ASSIGNMENT: Keep the pictures out of your copy. Transcribe the records below exactly.

(RECORDS SHOWN)

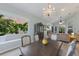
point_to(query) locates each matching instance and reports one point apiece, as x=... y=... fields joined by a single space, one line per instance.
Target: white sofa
x=10 y=48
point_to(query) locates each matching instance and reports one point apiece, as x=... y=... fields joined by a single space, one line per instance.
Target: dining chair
x=71 y=49
x=26 y=39
x=36 y=37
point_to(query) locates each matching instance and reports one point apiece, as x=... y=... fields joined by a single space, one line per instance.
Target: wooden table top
x=38 y=49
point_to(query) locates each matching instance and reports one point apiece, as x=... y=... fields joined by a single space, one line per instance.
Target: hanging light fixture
x=48 y=11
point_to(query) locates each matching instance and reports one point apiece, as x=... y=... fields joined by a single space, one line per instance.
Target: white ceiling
x=36 y=9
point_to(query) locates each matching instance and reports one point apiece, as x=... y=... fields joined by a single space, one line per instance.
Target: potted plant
x=9 y=26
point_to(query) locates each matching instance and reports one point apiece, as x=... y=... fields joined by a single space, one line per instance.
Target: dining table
x=38 y=49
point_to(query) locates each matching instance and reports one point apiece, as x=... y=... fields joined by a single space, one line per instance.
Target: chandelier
x=48 y=11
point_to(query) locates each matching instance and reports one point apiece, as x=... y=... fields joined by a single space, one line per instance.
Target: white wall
x=73 y=21
x=30 y=19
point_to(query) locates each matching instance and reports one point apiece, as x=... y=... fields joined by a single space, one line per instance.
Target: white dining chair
x=26 y=39
x=71 y=49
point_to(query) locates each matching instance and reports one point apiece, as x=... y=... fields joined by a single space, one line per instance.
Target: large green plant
x=10 y=26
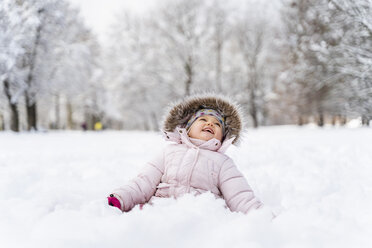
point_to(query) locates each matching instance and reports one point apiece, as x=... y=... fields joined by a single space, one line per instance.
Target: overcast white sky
x=99 y=14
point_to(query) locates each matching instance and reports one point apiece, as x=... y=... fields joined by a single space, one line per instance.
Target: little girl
x=201 y=128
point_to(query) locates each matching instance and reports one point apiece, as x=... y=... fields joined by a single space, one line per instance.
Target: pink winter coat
x=190 y=166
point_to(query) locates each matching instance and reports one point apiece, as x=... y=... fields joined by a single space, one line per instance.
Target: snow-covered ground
x=53 y=189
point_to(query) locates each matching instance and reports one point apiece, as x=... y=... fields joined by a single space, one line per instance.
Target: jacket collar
x=180 y=136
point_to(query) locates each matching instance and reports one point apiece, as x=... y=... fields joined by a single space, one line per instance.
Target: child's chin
x=206 y=137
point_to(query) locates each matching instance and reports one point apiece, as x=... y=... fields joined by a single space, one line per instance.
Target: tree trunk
x=1 y=122
x=31 y=114
x=219 y=66
x=253 y=109
x=321 y=120
x=31 y=103
x=300 y=121
x=70 y=122
x=189 y=74
x=57 y=113
x=14 y=116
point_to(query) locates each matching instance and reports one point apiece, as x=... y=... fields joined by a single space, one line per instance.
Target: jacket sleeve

(End RECORDS SHOWN)

ANSWER:
point_to(query) locates each matching instance and reports one point apiece, as x=... y=... fields joined by a single space, one line per instance.
Target: white sofa
x=10 y=48
point_to(query) locates each matching instance and reports one point apiece, as x=... y=... fields joined by a single space, one line per instance.
Target: dining chair
x=71 y=49
x=26 y=39
x=36 y=37
point_to(query) locates each matching instance and reports one point apiece, as x=... y=... fields joined by a single space, one line per instance.
Target: wooden table top
x=38 y=49
point_to(query) locates each matching instance and reports one point apiece, as x=... y=... fields joined by a single space, one line per instance.
Target: hanging light fixture
x=48 y=11
point_to(query) locates each matching instance and reports one point apiece, as x=... y=... fields joined by a single space, one line per instance.
Target: white ceiling
x=36 y=9
point_to(query) locates each matching instance and reports one point apiece, as x=... y=... fields joined by a single space, one line per instance.
Target: potted plant
x=9 y=26
point_to(query) locates each matching instance and reports one point apiece, as x=... y=... fields joined by a single space, one line per instance.
Target: dining table
x=38 y=49
point_to(query) locates each matching instance and reports one point apiece, as x=... y=... fields joined by a single space, one line per instance.
Target: chandelier
x=48 y=11
point_to(query) locates each matching instance and reports one point apiece, as x=... y=... fields joined by a single space, one line per instance.
Target: white wall
x=73 y=21
x=30 y=19
point_to(query) locates each matching instance and reports one point apiece, as x=... y=... fields joined by a single space, one line per instance.
Target: white dining chair
x=26 y=39
x=71 y=49
point_to(query) locates each matching instance and reports one point apiece, as x=... y=... fields joined by a single space, one line per instance.
Target: large green plant
x=10 y=26
point_to(query) locates each matching instance and reports one point apiece, as x=... y=... fields joined by a single space, one line per instance.
Target: overcast white sky
x=99 y=14
point_to(query) locates each matching instance and reports one point apiece, as x=... y=... fields joined by a single space, one line per instance.
Target: little girl
x=201 y=128
point_to(query) locates each matching instance and reports one point apiece, as x=... y=... fields joined by a single space, one line per instance.
Target: pink winter coat
x=190 y=166
point_to(query) locates each matching instance and reports one point apiece, as x=... y=... fields joined by a single space, one line per instance.
Target: snow-covered ground
x=53 y=189
point_to(query) locates each matching instance and reports one point apiece, as x=... y=... fields joined by a single space, one line per instance.
Target: jacket collar
x=180 y=136
point_to(query) locates each matching instance and reports one point apiece, as x=... y=... fields joined by a single space, one line per instance.
Target: child's chin
x=206 y=137
point_to(query) locates each matching instance and reports one point apiece, as x=... y=... fields joined by a single space, one line per instance.
Target: tree trunk
x=1 y=122
x=31 y=114
x=219 y=66
x=253 y=109
x=321 y=120
x=31 y=103
x=300 y=121
x=70 y=122
x=189 y=74
x=57 y=113
x=14 y=116
point_to(query) locates each matching instance and reports one point apiece, as x=... y=... fields joined by a single space, one line per instance.
Target: jacket sleeve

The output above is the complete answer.